╭─ DATA FOR PROCESSING
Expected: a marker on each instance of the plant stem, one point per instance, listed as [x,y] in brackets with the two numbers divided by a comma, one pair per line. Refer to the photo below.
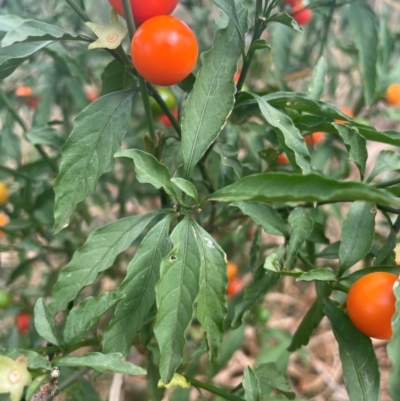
[142,83]
[338,286]
[165,109]
[215,390]
[25,128]
[306,261]
[73,377]
[386,184]
[256,35]
[327,28]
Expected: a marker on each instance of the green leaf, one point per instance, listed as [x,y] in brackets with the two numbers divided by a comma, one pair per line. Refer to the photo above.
[12,57]
[265,216]
[330,252]
[355,144]
[44,323]
[35,360]
[357,234]
[89,152]
[312,318]
[302,224]
[102,362]
[149,169]
[263,281]
[289,136]
[187,187]
[116,77]
[138,287]
[360,367]
[229,158]
[34,387]
[282,187]
[212,98]
[393,348]
[364,31]
[176,293]
[251,385]
[32,31]
[96,255]
[387,160]
[211,301]
[9,22]
[274,261]
[85,317]
[387,249]
[285,19]
[229,7]
[269,375]
[317,83]
[44,136]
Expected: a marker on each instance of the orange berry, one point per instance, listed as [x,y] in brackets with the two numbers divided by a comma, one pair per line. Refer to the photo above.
[393,94]
[231,269]
[314,138]
[282,159]
[347,111]
[23,91]
[301,14]
[3,221]
[235,285]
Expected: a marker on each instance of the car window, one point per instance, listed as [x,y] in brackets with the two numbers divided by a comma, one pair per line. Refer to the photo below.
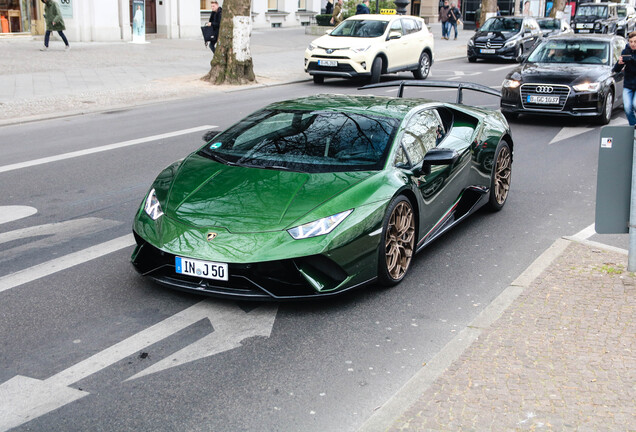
[502,24]
[409,26]
[360,28]
[561,51]
[396,26]
[423,132]
[308,141]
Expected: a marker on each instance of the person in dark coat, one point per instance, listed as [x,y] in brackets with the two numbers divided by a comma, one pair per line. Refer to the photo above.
[54,22]
[215,22]
[363,8]
[627,60]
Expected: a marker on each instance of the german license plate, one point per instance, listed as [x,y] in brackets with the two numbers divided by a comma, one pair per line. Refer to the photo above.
[543,99]
[204,269]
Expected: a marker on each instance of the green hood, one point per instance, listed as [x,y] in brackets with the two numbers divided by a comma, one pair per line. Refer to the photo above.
[205,193]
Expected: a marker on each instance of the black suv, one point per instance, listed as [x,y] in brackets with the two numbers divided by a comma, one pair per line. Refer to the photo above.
[504,38]
[595,18]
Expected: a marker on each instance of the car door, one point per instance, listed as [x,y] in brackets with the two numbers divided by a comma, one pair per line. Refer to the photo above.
[397,46]
[425,133]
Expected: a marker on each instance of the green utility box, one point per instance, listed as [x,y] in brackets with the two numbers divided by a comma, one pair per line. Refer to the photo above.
[614,179]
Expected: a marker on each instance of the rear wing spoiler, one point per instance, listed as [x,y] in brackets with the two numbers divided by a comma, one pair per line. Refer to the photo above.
[460,86]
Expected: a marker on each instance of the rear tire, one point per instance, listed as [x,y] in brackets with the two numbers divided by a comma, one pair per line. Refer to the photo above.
[500,177]
[397,245]
[376,70]
[423,67]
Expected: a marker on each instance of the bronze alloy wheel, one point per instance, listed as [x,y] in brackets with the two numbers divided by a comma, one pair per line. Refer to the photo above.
[502,175]
[400,240]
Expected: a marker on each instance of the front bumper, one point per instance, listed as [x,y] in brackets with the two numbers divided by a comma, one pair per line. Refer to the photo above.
[571,104]
[503,53]
[348,64]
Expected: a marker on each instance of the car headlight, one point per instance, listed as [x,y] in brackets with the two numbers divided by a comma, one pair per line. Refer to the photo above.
[152,206]
[320,227]
[360,49]
[510,43]
[511,83]
[587,87]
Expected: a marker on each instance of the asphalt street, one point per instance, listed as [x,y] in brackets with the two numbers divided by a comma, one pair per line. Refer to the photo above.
[104,349]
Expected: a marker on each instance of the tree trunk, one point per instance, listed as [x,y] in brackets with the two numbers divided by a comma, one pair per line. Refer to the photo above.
[557,9]
[232,62]
[488,9]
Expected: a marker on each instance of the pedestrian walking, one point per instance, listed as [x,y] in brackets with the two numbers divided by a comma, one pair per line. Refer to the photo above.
[443,18]
[54,22]
[628,61]
[215,22]
[454,16]
[336,16]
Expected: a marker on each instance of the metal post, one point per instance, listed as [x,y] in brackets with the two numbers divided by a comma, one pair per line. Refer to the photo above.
[631,255]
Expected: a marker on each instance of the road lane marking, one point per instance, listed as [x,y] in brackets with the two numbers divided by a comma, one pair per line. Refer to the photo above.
[12,213]
[503,68]
[23,398]
[50,267]
[108,147]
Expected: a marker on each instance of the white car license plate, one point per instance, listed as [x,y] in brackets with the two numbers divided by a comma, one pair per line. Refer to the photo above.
[543,99]
[204,269]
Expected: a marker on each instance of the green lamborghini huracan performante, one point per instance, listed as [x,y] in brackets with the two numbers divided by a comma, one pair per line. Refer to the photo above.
[315,196]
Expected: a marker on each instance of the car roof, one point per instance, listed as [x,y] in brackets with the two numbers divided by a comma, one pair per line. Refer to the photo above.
[380,105]
[379,17]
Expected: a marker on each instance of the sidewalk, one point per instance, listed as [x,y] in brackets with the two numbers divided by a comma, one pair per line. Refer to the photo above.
[95,76]
[555,351]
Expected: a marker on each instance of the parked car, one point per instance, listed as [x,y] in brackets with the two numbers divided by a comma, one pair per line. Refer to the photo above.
[626,19]
[569,75]
[595,18]
[504,38]
[554,26]
[315,196]
[372,45]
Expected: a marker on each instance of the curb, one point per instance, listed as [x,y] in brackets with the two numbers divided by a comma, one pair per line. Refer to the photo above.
[386,415]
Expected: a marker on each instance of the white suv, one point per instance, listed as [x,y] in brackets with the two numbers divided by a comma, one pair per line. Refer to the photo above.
[372,45]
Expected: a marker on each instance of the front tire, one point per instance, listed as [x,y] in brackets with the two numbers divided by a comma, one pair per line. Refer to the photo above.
[424,67]
[500,177]
[397,245]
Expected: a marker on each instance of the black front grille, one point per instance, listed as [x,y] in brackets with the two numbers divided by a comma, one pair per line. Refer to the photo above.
[342,67]
[495,45]
[549,90]
[265,280]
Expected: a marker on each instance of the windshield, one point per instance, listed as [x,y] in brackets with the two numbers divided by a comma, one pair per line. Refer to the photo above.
[553,24]
[360,28]
[306,141]
[503,25]
[585,52]
[592,10]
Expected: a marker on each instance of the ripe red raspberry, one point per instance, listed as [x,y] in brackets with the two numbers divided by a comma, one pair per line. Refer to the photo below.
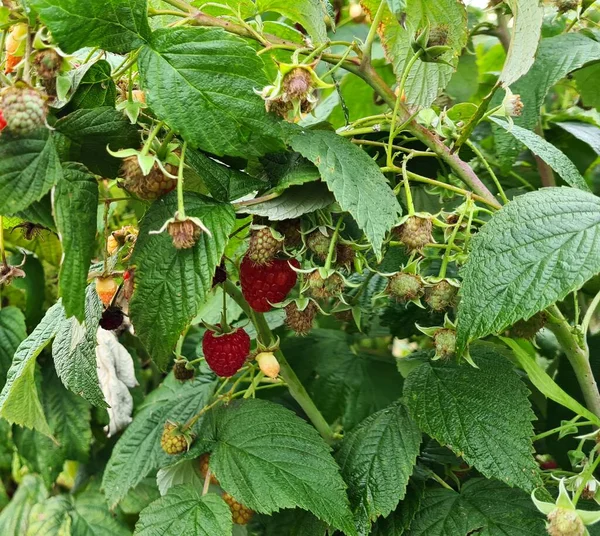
[300,321]
[264,245]
[415,233]
[174,440]
[181,372]
[264,285]
[24,109]
[147,187]
[226,353]
[441,295]
[241,514]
╰─
— THE PROBLEM —
Can you recast the whole listing above as a Markdown table with the columns Row and Line, one numbered row per line and no blank lines? Leave the pictures out.

— FINISHED EXERCISE —
| Row | Line |
|---|---|
| 1 | Expected: a marker on each instance of the plant stem, one point per instance, listed as [x,y] in brackets with the two numbers divided by a comma, one pair per line. Refer to the photo below. |
| 2 | [142,83] |
| 3 | [338,286] |
| 4 | [165,109] |
| 5 | [215,390] |
| 6 | [25,128] |
| 7 | [306,261] |
| 8 | [73,377] |
| 9 | [386,184] |
| 10 | [256,35] |
| 11 | [327,28] |
| 12 | Expected: a marker on each instance of the green leaf, one point per instance, listed as [x,y] in brackets with the two numbers divided by a comma, one pair per line. Refer to the photo above. |
| 13 | [12,57] |
| 14 | [265,216] |
| 15 | [330,252] |
| 16 | [355,144] |
| 17 | [44,323] |
| 18 | [35,360] |
| 19 | [357,234] |
| 20 | [89,152] |
| 21 | [312,318] |
| 22 | [302,224] |
| 23 | [102,362] |
| 24 | [149,169] |
| 25 | [263,281] |
| 26 | [289,136] |
| 27 | [187,187] |
| 28 | [116,77] |
| 29 | [138,287] |
| 30 | [360,367] |
| 31 | [229,158] |
| 32 | [34,387] |
| 33 | [282,187] |
| 34 | [212,98] |
| 35 | [393,348] |
| 36 | [364,31] |
| 37 | [176,293] |
| 38 | [251,385] |
| 39 | [32,31] |
| 40 | [96,255] |
| 41 | [387,160] |
| 42 | [211,301] |
| 43 | [9,22] |
| 44 | [274,261] |
| 45 | [85,317] |
| 46 | [387,249] |
| 47 | [285,19] |
| 48 | [229,7] |
| 49 | [269,375] |
| 50 | [317,83] |
| 51 | [44,136] |
| 52 | Expected: a marker on each instance of the orange berry, one point per instance, listed as [x,y] in brackets with the two numbers divided by a comma, one pair per line. Refer to the photo above. |
| 53 | [393,94] |
| 54 | [231,269] |
| 55 | [314,138] |
| 56 | [282,159] |
| 57 | [347,111] |
| 58 | [23,91] |
| 59 | [301,14] |
| 60 | [3,221] |
| 61 | [235,285] |
| 62 | Expected: a marker on each instance of the car window, one point per instance, listed as [x,y] in brackets with the two numbers divided by a comma, one pair per line. Refer to the photo below. |
| 63 | [502,24] |
| 64 | [409,26] |
| 65 | [360,28] |
| 66 | [561,51] |
| 67 | [396,26] |
| 68 | [423,132] |
| 69 | [308,141] |
| 70 | Expected: a marker on each instance of the person in dark coat, one point per instance, listed as [x,y] in brackets with the two numbers divided by a comma, one pair per line. Refer to the photo above. |
| 71 | [54,22] |
| 72 | [215,22] |
| 73 | [363,8] |
| 74 | [627,60] |
| 75 | Expected: a marker on each instance of the german license plate, one point per instance, listed as [x,y] in brackets with the two numbers divided by a comma, one pair per line. Refer to the photo above. |
| 76 | [543,99] |
| 77 | [204,269] |
| 78 | Expected: a marker on each instance of the green hood, one point per instance, listed as [x,y] in brackets with the two numbers divided by a comma, one pair per line. Refer to the photo above. |
| 79 | [205,193] |
| 80 | Expected: a marker on each instance of the black suv, one point per instance, listed as [x,y] in brackets with the two numbers divided by a comma, one pair per line. Refer to the photo above. |
| 81 | [504,38] |
| 82 | [595,18] |
| 83 | Expected: a marker on each instance of the car door, one point per instance, listed as [x,y] in brackets with the two numbers divided by a comma, one pair per line. Refer to the photo above. |
| 84 | [397,46] |
| 85 | [425,133] |
| 86 | Expected: a marker on each instance of the green utility box, one point per instance, listed as [x,y] in brackets with the two numbers divided by a comma, one pair per line. Refer to the photo above. |
| 87 | [614,179] |
| 88 | Expected: a marker on each instance of the rear wing spoiler, one point per instance, listed as [x,y] in brackets with the two numbers divided by a comma, one pair per line. Refer to the photo above. |
| 89 | [460,86] |
| 90 | Expected: a marker on each instance of the rear tire, one point per instance, listed as [x,y] in brackets with the two numbers divided by a comma, one pair per line. Refer to the photo above. |
| 91 | [500,177] |
| 92 | [397,245] |
| 93 | [376,70] |
| 94 | [423,67] |
| 95 | Expected: a marker on each instance of the bronze alloy wheel, one point per instance, listed as [x,y] in brackets with the two numbers divided by a comma, one pair per line. Refer to the photo above. |
| 96 | [502,175] |
| 97 | [400,240] |
| 98 | Expected: a marker on each instance of the front bumper, one point per instance, listed as [x,y] in brackets with the two numbers divided by a comma, one pair per line. Refer to the photo above. |
| 99 | [571,104] |
| 100 | [503,53] |
| 101 | [348,64] |
| 102 | Expected: a marker on each instance of the car headlight, one point per instance, listed as [x,y] in brackets with the two numbers divided by a comma, one pair per line. Refer to the photo above. |
| 103 | [152,206] |
| 104 | [320,227] |
| 105 | [360,49] |
| 106 | [510,43] |
| 107 | [511,83] |
| 108 | [587,87] |
| 109 | Expected: a marker on each instance of the asphalt street, one point per instance, listed as [x,y] in brackets with the two numbers divided by a comma, one pair per line. Refer to the photo above. |
| 110 | [104,349] |
| 111 | Expected: a marker on each instance of the tree trunk, one point per instance, listed as [x,y] in brackets with the two numbers divided by a comma, one pair per line. Refer to the photo above. |
| 112 | [557,9] |
| 113 | [232,62] |
| 114 | [488,9] |
| 115 | Expected: a marker on each instance of the pedestrian walking, one point per instance, listed as [x,y] in brackets with the two numbers divided by a comma, one pair per line. Refer to the photo above. |
| 116 | [443,18] |
| 117 | [54,22] |
| 118 | [628,61] |
| 119 | [215,22] |
| 120 | [454,16] |
| 121 | [336,16] |
| 122 | Expected: a marker on each instance of the metal post, one point per instance, listed as [x,y] in brackets with the two numbers divided by a comma, one pair per line. Refer to the photo above. |
| 123 | [631,255] |
| 124 | Expected: a marker on each instance of the road lane marking, one point per instance, listed as [x,y] in brackets with the two numbers divided by a comma, one pair per line. Refer to the photo above. |
| 125 | [12,213] |
| 126 | [503,68] |
| 127 | [23,398] |
| 128 | [50,267] |
| 129 | [108,147] |
| 130 | Expected: a marker on each instance of the white car license plate, one point per instance, listed as [x,y] in brackets with the two numbers divided by a comma, one pair per line. Refer to the photo above. |
| 131 | [543,99] |
| 132 | [204,269] |
| 133 | Expected: a marker on each instance of the green lamborghini huracan performante, one point per instance, listed as [x,y] in brackets with the two numbers divided by a comma, one pair per line. Refer to the photo above. |
| 134 | [315,196] |
| 135 | Expected: a marker on each instance of the car roof, one point per instance, listed as [x,y] in brackets with the two numbers divided by a comma, one pair per line. Refer to the photo above. |
| 136 | [380,105] |
| 137 | [379,17] |
| 138 | Expected: a marker on each instance of the sidewalk, one point per instance, listed as [x,y] in brackets with the two numbers divided by a comma, one pair per line. Refer to the photo above. |
| 139 | [95,76] |
| 140 | [555,351] |
| 141 | Expected: a marker on each instance of the parked car, one point per instance, listed as [x,y] in brackets with the two numbers divided by a comma, one pair per line. Refer to the photo above. |
| 142 | [626,19] |
| 143 | [569,75] |
| 144 | [595,18] |
| 145 | [504,38] |
| 146 | [554,26] |
| 147 | [315,196] |
| 148 | [372,45] |
| 149 | Expected: a marker on each instance of the curb, one point per instance, listed as [x,y] in brackets with the two numbers divided by a comma, one pair per line. Refer to the photo above. |
| 150 | [386,415] |
| 151 | Expected: a marker on each instance of the white suv, one point per instance, listed as [x,y] in brackets with the two numbers divided by a comma, one pair per line. Refer to the photo above. |
| 152 | [372,45] |
| 153 | Expected: a marker on each instance of the front tire, one point per instance, listed as [x,y] in brackets with the two numbers divided by a comma, one pair per line. Refer to the photo above. |
| 154 | [424,67] |
| 155 | [500,177] |
| 156 | [397,245] |
| 157 | Expected: a marker on each instance of the black front grille, one point per instance, listed as [x,y] in brackets with the two numbers divided by a comma, one pair per line. Refer to the photo above. |
| 158 | [342,67] |
| 159 | [495,45] |
| 160 | [549,90] |
| 161 | [265,280] |
| 162 | Expected: a marker on each instance of the windshield, one point per instance, listed as [x,y] in brackets with the two numbers divided by a comma, one pair per line. Refer to the photo above. |
| 163 | [553,24] |
| 164 | [360,28] |
| 165 | [306,141] |
| 166 | [503,25] |
| 167 | [585,52] |
| 168 | [592,10] |
| 169 | Expected: a marker on each instance of the ripe red raspberry, one point per instance, listed as [x,y] in brackets with the two numbers divided by a comma, one pair per line. Refer to the photo below. |
| 170 | [300,321] |
| 171 | [264,245] |
| 172 | [415,233] |
| 173 | [174,440] |
| 174 | [181,372] |
| 175 | [264,285] |
| 176 | [24,109] |
| 177 | [147,187] |
| 178 | [226,353] |
| 179 | [441,295] |
| 180 | [241,514] |